Problem: Here are some records. Copy each one exactly.

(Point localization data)
▬▬▬▬▬▬
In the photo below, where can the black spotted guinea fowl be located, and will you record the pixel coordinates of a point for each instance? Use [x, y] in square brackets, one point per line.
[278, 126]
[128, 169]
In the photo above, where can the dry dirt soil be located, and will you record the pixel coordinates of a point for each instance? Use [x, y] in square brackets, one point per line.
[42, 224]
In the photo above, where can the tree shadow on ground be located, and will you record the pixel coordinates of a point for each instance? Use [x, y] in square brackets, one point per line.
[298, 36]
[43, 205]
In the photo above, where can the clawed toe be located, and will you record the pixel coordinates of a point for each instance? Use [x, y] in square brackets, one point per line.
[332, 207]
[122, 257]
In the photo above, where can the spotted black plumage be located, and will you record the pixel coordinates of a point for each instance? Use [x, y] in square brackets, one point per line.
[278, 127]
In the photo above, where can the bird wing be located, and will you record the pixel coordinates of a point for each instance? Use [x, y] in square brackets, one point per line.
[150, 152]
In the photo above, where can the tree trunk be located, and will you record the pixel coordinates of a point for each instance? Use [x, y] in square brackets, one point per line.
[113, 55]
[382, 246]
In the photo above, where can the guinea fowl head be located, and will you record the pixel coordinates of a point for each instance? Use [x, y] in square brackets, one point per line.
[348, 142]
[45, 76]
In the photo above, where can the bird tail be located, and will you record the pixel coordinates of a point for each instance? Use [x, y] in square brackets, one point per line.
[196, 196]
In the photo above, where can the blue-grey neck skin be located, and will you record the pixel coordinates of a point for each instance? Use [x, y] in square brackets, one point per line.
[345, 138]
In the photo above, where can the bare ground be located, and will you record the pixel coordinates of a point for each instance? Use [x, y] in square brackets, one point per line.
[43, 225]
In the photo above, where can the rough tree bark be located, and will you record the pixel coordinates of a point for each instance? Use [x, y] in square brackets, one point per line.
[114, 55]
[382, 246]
▬▬▬▬▬▬
Exercise response:
In the photo below, where can the black spotted guinea fowl be located, and will you record the pixel coordinates of a point for each instance? Use [x, y] in square brackets, one point per line.
[278, 126]
[128, 169]
In the photo above, where can the dry dirt soil be located, and will you record the pixel coordinates of a point for each instance? Use [x, y] in square brackets, one point per line.
[42, 224]
In the photo above, where can the tree shadow on ground be located, and will you record the pixel coordinates of a point for each instance? Use [x, y] in square brackets, one point per line.
[298, 36]
[43, 205]
In the photo above, where can the clawed toe be located, and will you record the pixel coordinates of a point for each instance? Use [x, y] in square brackets, one point per line.
[332, 207]
[122, 257]
In the photo above, where can the spotted black plumage be located, and will you record the pixel coordinates of a point for each instance? Use [x, y] in square brackets, one point per line.
[278, 127]
In the photo above, where can the bird wing be located, and will you record the pixel coordinates of a point for each instance? Use [x, y] in square brackets, one point per line.
[150, 152]
In the photo above, where can the tree trunk be located, and will you record the pixel coordinates of a point for each instance? Use [x, y] in square brackets, one point per line.
[113, 55]
[382, 246]
In the photo above, where can the guinea fowl head be located, and will you record the pixel coordinates of a point for each instance? Use [x, y] in square brackets, one point per line.
[348, 142]
[45, 76]
In the photo above, where can the bird tail be located, and will you record the pixel coordinates of a point for each instance? Use [x, y] in square brackets, one point per line.
[196, 196]
In the photo above, where can the blue-grey neck skin be located, and will you record the pixel coordinates of a point for each instance? Use [x, y] in square brackets, one point per line.
[345, 138]
In the photo above, where can the bare ground be located, and will you record the pixel coordinates of a point for each instance? Use [x, y] in square brackets, one point per line.
[43, 225]
In the photo above, where can the rough tree bark be located, and will you record the pixel coordinates of a point for each instance? Use [x, y] in square brackets, one point per line.
[114, 55]
[382, 246]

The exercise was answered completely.